> Questions
• A. Answer these questions from the text on the dogs' diet:
(i) Which fruit was Diane's go-to for the mixture?
(ii) For how long had Dash not shown such pep in his step?
(iii) How far from the Maryland countryside was the next stop?
• B. Write out the text on the dogs' diet again, starting with "The dogs literally" and going on through "this were/are astounding.", and substitute "gobbled up" for "devoured".

-- Study text follows --

Diane read something on line about feeding dogs people food, albeit selectively. The article spoke about organ meat as being great for dogs. ( I can’t speak for felines in this regard ) The results of this diet were described as being life-changing for pet dogs. Of course, the article featured a product you could buy that had all the right ingredients. Well, Diane, as she is wont to do often, decided she would just go ahead and replicate the diet herself in her own way. Besides, the mail and delivery systems cannot keep up with our wayward travels. Diane bought organ meat at the supermarkets we went to. Beef livers and kidney, chicken gizzards, and the like. No pork, though, was added to the mix. Then, Diane added brown rice, vegetables such as broccoli, green beans, carrots, and a variety of fruit. Blueberries were a go-to fruit for her concoction. Apples were also a mainstay. Pumpkin from cans and sweet potatoes rounded out the various ingredients. Diane painstakingly would cut up and mix the stuff together each morning and night and heat it up to cook it, particularly if there were sweet potatoes in the mix. Then she would let it cool to keep the dogs from burning their mouths.
The dogs literally inhaled her creations. I couldn’t believe my eyes at how Heidi, the pickiest eater God ever placed on the planet, devoured her meals. She still ate carefully, as she always does, but she ate with purpose and dedication. I know it sounds weird to talk about a dog’s diet and their eating habits, but I gotta tell ya, the results of all this were/are astounding.
Within a few days Dash’s coughing began to die down. Soon enough his hacking was limited to once or twice a day at most. Dash’s coat, which had become dull and was falling out and speckled with dander, began to shine. The flaking of his skin and his fur falling out stopped. He had a new pep in his step not seen for at least 2 or 3 years. Heidi, too, had more energy to burn and her coat became silken. To this day I am amazed at what Diane has been able to accomplish with her doggie recipes. Now, they are never exactly the same. They vary by what we have on hand at the time. We don’t feed them from the table, only Diane’s special organ meat diet. Kibble has been more or less banned from their diets except in emergencies when we might run out of organ meat for a meal. The time it takes for Diane to cook up these meals is not inconsequential. Her care and devotion to it are exceptional. I can tell you the difference in the dogs, particularly Dash, has been near miraculous.
As evening fell on the little farm off the beaten track I sat outside and played my guitar until it grew too cold on my hands to enjoy it any longer. The evening shift of critters were checking in as the day crew of squirrels and rabbits and birds went to sleep in their hidden cribs. The remnants of the Summer’s tree frogs and crickets took over all singing duties and there was a lone Katy Did calling out for a lost mate. Life on the farm, even for just an evening, was about as delightful as could be. My brother, Mike, his family, and the national treasures of Washington DC’s museums and monuments awaited us on our next sojourn southward, a scant 50 miles from the peace of the Maryland countryside this blessed evening.

-- Study text concluded --
-- Data follows --

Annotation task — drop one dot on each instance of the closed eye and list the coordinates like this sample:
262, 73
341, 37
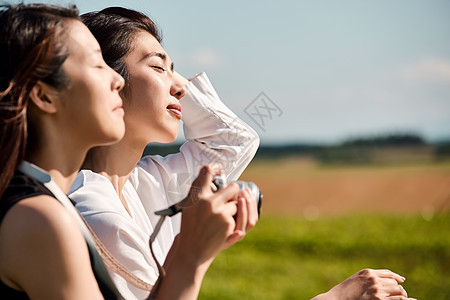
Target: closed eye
159, 68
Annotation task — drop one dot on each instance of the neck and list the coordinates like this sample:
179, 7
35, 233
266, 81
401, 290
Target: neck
60, 162
115, 162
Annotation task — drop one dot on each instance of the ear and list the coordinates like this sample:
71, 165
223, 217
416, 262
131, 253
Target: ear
44, 97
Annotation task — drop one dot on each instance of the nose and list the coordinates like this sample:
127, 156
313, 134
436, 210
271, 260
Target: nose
177, 89
118, 82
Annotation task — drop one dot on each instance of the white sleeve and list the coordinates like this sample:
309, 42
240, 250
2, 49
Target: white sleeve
214, 135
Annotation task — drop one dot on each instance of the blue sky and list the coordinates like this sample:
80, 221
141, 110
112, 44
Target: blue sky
329, 70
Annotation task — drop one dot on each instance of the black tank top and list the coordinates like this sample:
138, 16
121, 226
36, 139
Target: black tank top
22, 187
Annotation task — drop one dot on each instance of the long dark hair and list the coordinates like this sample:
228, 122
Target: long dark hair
31, 50
115, 29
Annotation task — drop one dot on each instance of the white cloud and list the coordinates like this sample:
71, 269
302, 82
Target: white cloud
428, 70
207, 59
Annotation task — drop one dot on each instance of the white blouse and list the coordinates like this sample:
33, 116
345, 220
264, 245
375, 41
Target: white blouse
214, 135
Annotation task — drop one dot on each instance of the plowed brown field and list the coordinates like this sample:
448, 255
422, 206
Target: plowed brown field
299, 186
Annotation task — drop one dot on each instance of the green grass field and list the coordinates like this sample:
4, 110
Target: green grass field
292, 258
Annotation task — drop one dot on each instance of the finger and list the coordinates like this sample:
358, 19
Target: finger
229, 193
393, 290
231, 209
241, 214
204, 176
252, 209
216, 168
235, 237
384, 273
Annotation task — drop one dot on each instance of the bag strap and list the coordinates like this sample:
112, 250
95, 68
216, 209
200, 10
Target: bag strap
115, 266
101, 255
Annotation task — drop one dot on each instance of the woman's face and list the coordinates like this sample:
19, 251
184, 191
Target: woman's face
91, 106
152, 107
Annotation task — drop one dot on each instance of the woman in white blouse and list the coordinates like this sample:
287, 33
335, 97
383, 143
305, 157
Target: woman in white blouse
118, 192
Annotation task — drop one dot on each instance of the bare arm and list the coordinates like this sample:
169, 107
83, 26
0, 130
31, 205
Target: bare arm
207, 228
46, 254
368, 284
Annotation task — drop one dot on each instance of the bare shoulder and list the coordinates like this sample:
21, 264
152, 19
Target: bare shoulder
39, 234
40, 217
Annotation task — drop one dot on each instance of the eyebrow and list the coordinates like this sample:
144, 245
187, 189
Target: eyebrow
160, 55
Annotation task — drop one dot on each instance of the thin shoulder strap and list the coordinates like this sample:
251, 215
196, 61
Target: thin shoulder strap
91, 238
96, 259
115, 266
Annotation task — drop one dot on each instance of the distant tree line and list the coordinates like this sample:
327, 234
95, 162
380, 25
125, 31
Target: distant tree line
352, 151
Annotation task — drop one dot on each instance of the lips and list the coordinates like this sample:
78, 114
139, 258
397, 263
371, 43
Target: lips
175, 110
119, 108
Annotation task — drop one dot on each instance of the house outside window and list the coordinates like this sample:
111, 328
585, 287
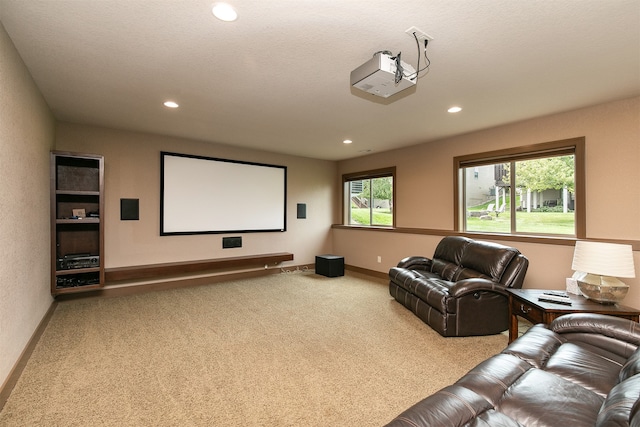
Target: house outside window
535, 190
369, 198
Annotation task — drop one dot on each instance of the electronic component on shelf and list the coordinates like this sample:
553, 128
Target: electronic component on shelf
73, 261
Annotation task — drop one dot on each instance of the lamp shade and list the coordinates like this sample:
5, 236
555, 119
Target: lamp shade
605, 259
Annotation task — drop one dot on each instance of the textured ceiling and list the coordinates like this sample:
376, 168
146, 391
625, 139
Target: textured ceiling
277, 79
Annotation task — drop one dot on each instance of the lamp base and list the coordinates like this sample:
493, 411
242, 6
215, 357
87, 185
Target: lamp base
602, 289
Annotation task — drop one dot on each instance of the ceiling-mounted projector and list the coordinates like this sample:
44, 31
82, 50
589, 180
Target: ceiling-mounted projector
378, 75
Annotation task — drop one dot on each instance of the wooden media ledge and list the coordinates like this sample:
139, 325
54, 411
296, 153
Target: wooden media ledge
186, 267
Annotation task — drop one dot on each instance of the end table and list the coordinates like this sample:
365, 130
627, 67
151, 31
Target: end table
524, 303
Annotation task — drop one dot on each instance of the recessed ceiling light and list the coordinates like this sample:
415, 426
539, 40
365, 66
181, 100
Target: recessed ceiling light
224, 12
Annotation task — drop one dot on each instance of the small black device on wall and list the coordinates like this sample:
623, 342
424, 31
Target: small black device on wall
129, 209
231, 242
302, 210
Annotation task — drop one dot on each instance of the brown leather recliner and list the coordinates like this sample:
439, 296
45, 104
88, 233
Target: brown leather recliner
582, 370
461, 290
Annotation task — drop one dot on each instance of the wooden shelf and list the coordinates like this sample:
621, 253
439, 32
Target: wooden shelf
78, 221
192, 267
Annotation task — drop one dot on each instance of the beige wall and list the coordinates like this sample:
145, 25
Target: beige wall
424, 179
26, 136
132, 170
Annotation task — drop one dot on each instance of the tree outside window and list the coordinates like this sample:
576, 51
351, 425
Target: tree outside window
542, 200
369, 198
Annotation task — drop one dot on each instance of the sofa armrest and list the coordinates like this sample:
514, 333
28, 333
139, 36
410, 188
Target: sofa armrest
475, 284
415, 263
598, 325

-- Data concluded --

> List of answers
• A.
(i) Blueberries
(ii) At least 2 or 3 years
(iii) A scant 50 miles

• B.
The dogs literally inhaled her creations. I couldn’t believe my eyes at how Heidi, the pickiest eater God ever placed on the planet, gobbled up her meals. She still ate carefully, as she always does, but she ate with purpose and dedication. I know it sounds weird to talk about a dog’s diet and their eating habits, but I gotta tell ya, the results of all this were/are astounding.